**Ausgewählter Textauszug**
★ ★ ★ ★

Abb. 3 Auch in Ohio fiel ein großer Teil der alten Mounds Raubgräbern und der Kultivierung des Landes zum Opfer. Das heute dennoch eine erkleckliche Anzahl für die Forschung verwertbare Fund-Beschreibungen und -Berichte von dort existiert, verdanken wir örtlichen "Kirchturm-Historikern" - nicht den Koryphäen der Wissenschaft.

Zu b): Die Möglichkeit, dass der beschriebene Vermessungsfehler hier gemacht wurde, erscheint noch weitaus geringer als bei (a). Diese Ausgräber gehörten häufig den Historical Societies an, die seit Mitte des 19. Jahrhunderts in vielen Gemeinden und Counties der 'älteren' US-Bundesstaaten entstanden. Die Mitglieder dieser Gesellschaften kamen zumeist aus den 'gebildeten Schichten' und widmeten sich schon damals engagiert der Erhaltung und Erforschung ur-amerikanischen Reilkte in ihrer näheren Umgebung. Auch wenn wir voraussetzen dürfen, dass archäologische (Semi-) Profis im 19. Jahrhundert noch nicht über das Know-how ihrer heutigen Kollegen verfügten, müssen wir das Vorkommen "Kerry´scher Messfehler" hier schon grundsätzlich anzweifeln. (Im Grundsatz möglich ist allerdings, dass Berichterstatter aus den Gesellschaften in einzelnen Fällen Fehlinformationen Dritter tradiert haben.)

Im Detail finden wir in Kategorie (b) natürlich viel präzisere Angaben zur Fundlage sowie exakte Vermessungsergebnisse von in situ untersuchtem Knochen-Material. Die archäologischen Reports (z.B an die Smithsonian Institution oder den American Antiquarian) mit bisweilen exquisit protokollierten Beschreibungen des Fund-Gutes (vergl. z.B.: Die Crania aus den Mounds im St. Francis County, Arkansas, 1888) aus den Gemeinden und Counties machen übrigens keinen geringen Anteil [4] der uns bisher zur Verfügung stehenden Berichte über Riesen-Funde in den USA aus. [5] Dabei erscheint es bedeutsam, dass überall dort, wo eine entsprechende Infrastruktur von Historischen Gesellschaften bestand (vor allem in Indiana, Ohio und dem Staate New York) auch eine hohe Anzahl von Riesen-Funden dokumentiert wurde.

★ ★ ★ ★

**Vorliegende Datensätze**
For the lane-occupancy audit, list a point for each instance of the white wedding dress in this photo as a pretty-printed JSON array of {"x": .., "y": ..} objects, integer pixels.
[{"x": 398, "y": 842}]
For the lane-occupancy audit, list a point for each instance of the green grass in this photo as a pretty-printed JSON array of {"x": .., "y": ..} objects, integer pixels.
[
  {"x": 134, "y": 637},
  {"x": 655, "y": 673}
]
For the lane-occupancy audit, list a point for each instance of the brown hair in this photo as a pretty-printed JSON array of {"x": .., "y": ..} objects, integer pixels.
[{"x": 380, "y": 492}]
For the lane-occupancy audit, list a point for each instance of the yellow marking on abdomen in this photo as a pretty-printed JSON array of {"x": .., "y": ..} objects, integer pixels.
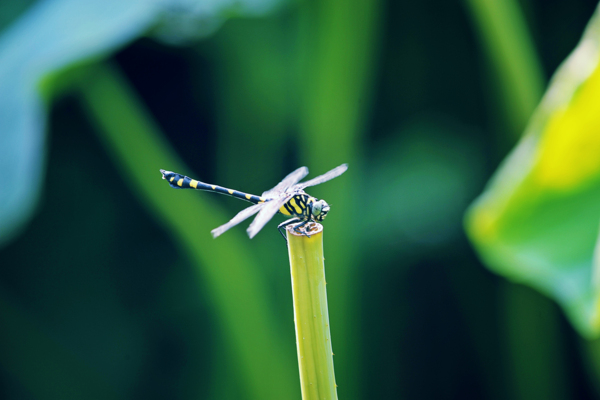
[{"x": 284, "y": 210}]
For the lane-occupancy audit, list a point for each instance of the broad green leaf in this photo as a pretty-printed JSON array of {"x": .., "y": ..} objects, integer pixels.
[
  {"x": 537, "y": 221},
  {"x": 56, "y": 34}
]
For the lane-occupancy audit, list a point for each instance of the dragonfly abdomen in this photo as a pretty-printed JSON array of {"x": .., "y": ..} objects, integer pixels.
[{"x": 179, "y": 181}]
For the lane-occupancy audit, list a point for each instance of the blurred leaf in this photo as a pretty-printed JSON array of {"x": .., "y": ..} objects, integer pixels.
[
  {"x": 55, "y": 34},
  {"x": 537, "y": 222}
]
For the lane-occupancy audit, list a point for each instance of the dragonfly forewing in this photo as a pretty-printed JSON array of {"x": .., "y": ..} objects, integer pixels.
[
  {"x": 337, "y": 171},
  {"x": 241, "y": 216},
  {"x": 265, "y": 215}
]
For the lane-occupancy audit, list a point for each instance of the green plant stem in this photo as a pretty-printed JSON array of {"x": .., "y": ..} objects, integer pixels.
[
  {"x": 506, "y": 39},
  {"x": 338, "y": 50},
  {"x": 138, "y": 148},
  {"x": 315, "y": 355}
]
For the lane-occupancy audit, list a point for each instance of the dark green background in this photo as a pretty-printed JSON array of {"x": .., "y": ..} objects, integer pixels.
[{"x": 93, "y": 277}]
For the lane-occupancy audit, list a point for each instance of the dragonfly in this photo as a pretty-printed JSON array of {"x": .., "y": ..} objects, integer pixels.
[{"x": 287, "y": 198}]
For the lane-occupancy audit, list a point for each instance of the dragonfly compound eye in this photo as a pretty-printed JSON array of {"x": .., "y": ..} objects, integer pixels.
[{"x": 320, "y": 209}]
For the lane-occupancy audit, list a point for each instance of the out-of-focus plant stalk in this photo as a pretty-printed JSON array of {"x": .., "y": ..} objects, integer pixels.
[
  {"x": 315, "y": 355},
  {"x": 506, "y": 39}
]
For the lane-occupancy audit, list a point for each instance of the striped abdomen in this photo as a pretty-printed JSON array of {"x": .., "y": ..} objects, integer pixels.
[
  {"x": 297, "y": 206},
  {"x": 179, "y": 181}
]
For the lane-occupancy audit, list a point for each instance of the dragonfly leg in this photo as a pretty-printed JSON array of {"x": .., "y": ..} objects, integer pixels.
[
  {"x": 281, "y": 227},
  {"x": 300, "y": 225}
]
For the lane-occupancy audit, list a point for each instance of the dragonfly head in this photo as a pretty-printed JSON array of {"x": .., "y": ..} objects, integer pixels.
[{"x": 320, "y": 209}]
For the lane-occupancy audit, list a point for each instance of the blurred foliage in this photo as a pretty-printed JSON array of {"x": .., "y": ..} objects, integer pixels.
[
  {"x": 537, "y": 222},
  {"x": 115, "y": 288}
]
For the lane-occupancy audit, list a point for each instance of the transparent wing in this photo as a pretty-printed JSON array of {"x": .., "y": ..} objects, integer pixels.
[
  {"x": 337, "y": 171},
  {"x": 266, "y": 214},
  {"x": 242, "y": 215},
  {"x": 288, "y": 181}
]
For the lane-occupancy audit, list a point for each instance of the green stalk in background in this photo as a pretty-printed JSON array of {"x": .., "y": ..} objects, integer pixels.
[
  {"x": 315, "y": 355},
  {"x": 338, "y": 48},
  {"x": 505, "y": 38},
  {"x": 138, "y": 148}
]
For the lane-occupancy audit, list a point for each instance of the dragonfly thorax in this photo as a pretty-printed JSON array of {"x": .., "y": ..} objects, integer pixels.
[{"x": 320, "y": 208}]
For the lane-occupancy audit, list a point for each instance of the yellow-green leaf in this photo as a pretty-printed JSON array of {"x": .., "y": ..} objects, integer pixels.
[{"x": 537, "y": 221}]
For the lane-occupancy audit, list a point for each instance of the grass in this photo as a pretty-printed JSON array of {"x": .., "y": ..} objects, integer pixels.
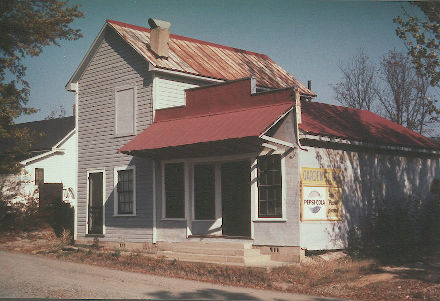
[{"x": 343, "y": 278}]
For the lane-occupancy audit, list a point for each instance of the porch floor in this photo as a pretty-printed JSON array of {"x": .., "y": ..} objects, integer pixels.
[{"x": 216, "y": 250}]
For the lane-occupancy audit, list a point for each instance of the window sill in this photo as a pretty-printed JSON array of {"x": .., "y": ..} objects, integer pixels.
[
  {"x": 124, "y": 135},
  {"x": 270, "y": 219},
  {"x": 124, "y": 215},
  {"x": 94, "y": 235}
]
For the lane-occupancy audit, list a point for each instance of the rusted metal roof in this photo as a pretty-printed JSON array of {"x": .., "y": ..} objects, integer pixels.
[
  {"x": 359, "y": 125},
  {"x": 208, "y": 59},
  {"x": 228, "y": 111}
]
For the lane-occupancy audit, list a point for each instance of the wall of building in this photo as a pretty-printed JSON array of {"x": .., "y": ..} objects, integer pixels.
[
  {"x": 284, "y": 232},
  {"x": 58, "y": 168},
  {"x": 114, "y": 64},
  {"x": 169, "y": 91},
  {"x": 368, "y": 177}
]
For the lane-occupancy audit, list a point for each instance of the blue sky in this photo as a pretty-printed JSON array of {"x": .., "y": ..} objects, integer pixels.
[{"x": 307, "y": 38}]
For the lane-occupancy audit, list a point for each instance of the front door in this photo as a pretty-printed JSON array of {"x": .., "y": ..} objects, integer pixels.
[
  {"x": 236, "y": 199},
  {"x": 95, "y": 208}
]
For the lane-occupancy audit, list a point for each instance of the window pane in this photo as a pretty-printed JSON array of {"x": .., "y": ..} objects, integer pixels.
[
  {"x": 269, "y": 186},
  {"x": 124, "y": 111},
  {"x": 39, "y": 176},
  {"x": 174, "y": 190},
  {"x": 204, "y": 192}
]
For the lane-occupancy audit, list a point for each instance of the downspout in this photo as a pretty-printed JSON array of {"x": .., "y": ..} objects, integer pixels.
[
  {"x": 298, "y": 117},
  {"x": 75, "y": 87},
  {"x": 154, "y": 203}
]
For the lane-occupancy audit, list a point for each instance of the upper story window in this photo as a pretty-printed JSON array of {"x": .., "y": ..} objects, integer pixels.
[
  {"x": 39, "y": 176},
  {"x": 269, "y": 187},
  {"x": 125, "y": 197},
  {"x": 125, "y": 111},
  {"x": 174, "y": 184}
]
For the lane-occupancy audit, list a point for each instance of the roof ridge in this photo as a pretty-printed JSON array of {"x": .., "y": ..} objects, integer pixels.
[
  {"x": 179, "y": 37},
  {"x": 225, "y": 112},
  {"x": 370, "y": 112}
]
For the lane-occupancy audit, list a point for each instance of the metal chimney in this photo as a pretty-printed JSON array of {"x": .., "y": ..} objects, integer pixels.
[{"x": 159, "y": 37}]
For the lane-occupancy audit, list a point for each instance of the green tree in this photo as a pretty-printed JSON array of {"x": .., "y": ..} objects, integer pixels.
[{"x": 26, "y": 26}]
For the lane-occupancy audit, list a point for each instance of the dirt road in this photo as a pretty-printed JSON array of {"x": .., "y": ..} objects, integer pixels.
[{"x": 28, "y": 276}]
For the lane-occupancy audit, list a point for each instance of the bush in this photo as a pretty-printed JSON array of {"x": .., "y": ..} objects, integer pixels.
[
  {"x": 60, "y": 216},
  {"x": 396, "y": 231}
]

★ ★ ★ ★

**Arbeitsanweisungen**
1 – Beantworten Sie zum Textauszug über die Mounds folgende Fragen:
(a) Wem ist es laut Textauszug zu verdanken, dass es aus Ohio für die Forschung verwertbare Fundbeschreibungen und -berichte gibt?
(b) Seit wann entstanden die Historical Societies in vielen Gemeinden und Counties?
(c) In welchen Bundesstaaten bestand vor allem eine Infrastruktur Historischer Gesellschaften?
2 – Geben Sie alles ab der Zeile mit „of the dirt“ bis hinunter zum Ende der Datensätze samt den Anfragen erneut wieder. Multiplizieren Sie dabei jede Koordinate in den Antworten mit 0,7 und runden Sie auf ganze Zahlen, wobei halbe Werte aufgerundet werden.

**Lösungen**
1 –
(a) Örtlichen „Kirchturm-Historikern“, nicht den Koryphäen der Wissenschaft.
(b) Seit Mitte des 19. Jahrhunderts.
(c) In Indiana, Ohio und dem Staate New York.

2 –
For the lane-occupancy audit, list a point for each instance of the dirt road in this photo as a pretty-printed JSON array of {"x": .., "y": ..} objects, integer pixels.
[{"x": 20, "y": 193}]
For the lane-occupancy audit, list a point for each instance of the bush in this photo as a pretty-printed JSON array of {"x": .., "y": ..} objects, integer pixels.
[
  {"x": 42, "y": 151},
  {"x": 277, "y": 162}
]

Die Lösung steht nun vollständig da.